# Aim of the task:
Transcribe the full listing without changing a word, and omit its pictures.

*** Opening Material for this task ***

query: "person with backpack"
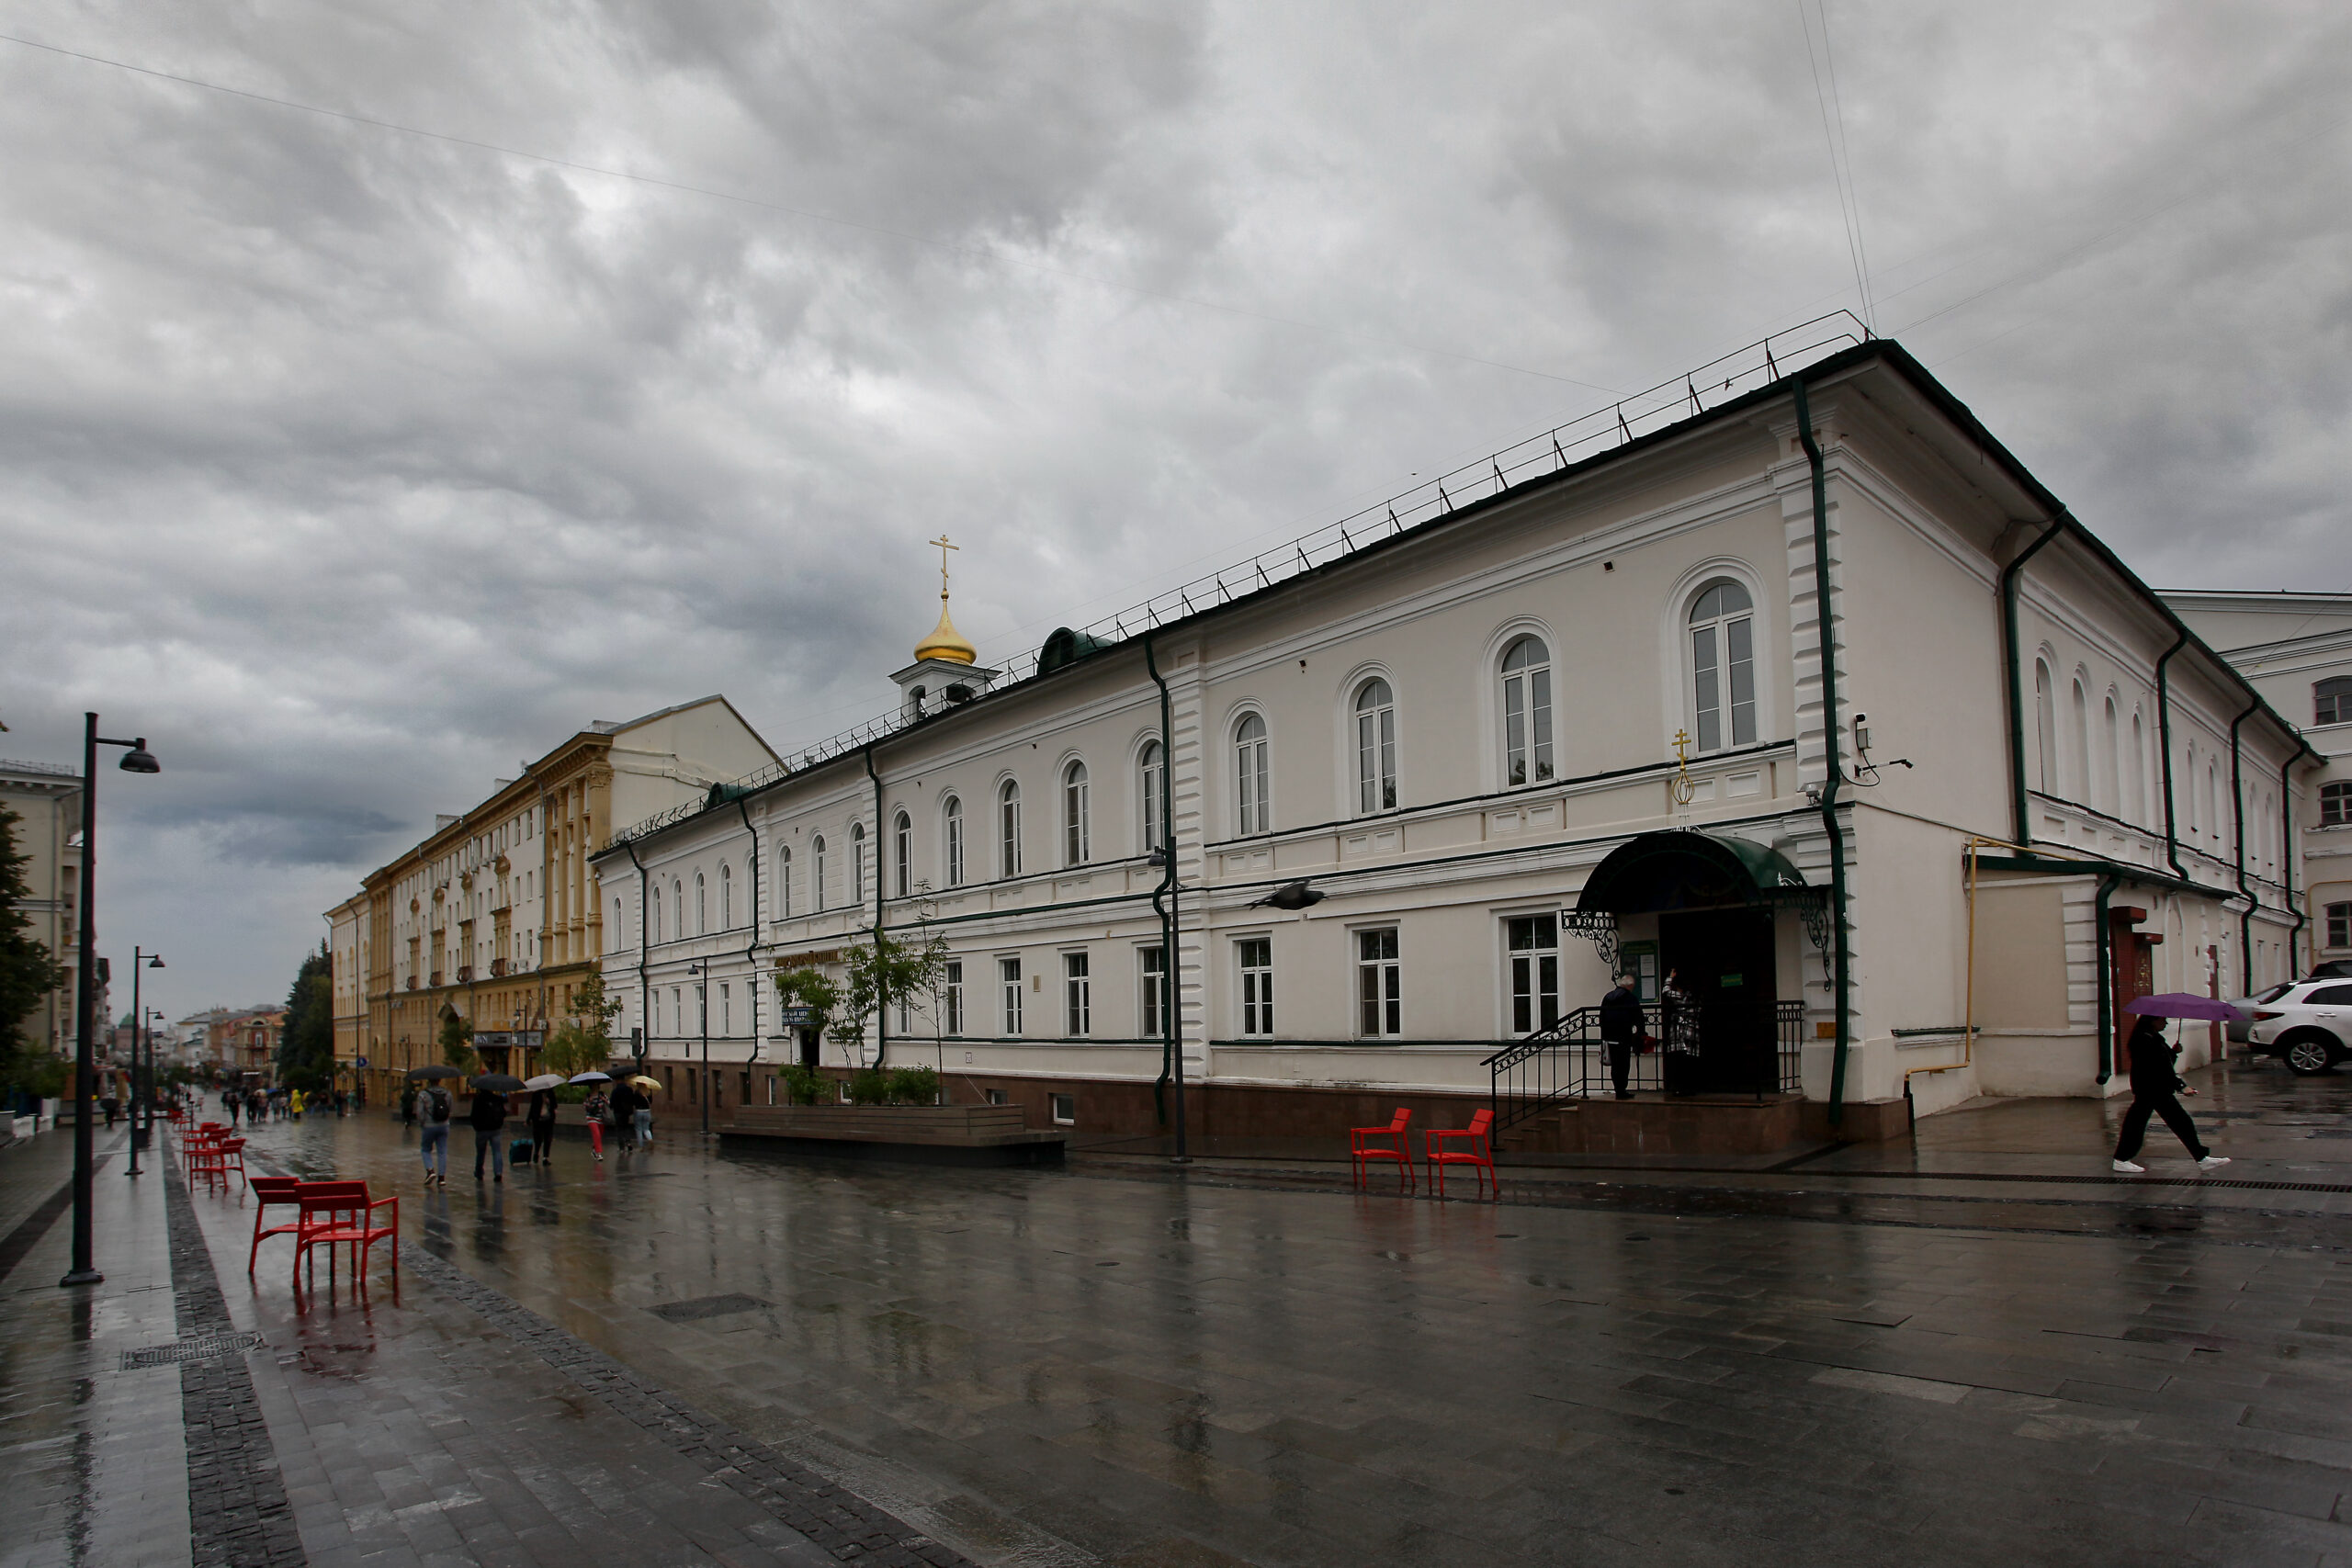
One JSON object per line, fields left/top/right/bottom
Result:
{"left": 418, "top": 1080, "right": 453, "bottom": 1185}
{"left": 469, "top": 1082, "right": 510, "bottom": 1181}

*** Closing Material for this task ***

# Exercise result:
query: "person with backpack"
One JSON object per line, fields left/top/right/bottom
Result:
{"left": 418, "top": 1080, "right": 453, "bottom": 1185}
{"left": 469, "top": 1082, "right": 510, "bottom": 1181}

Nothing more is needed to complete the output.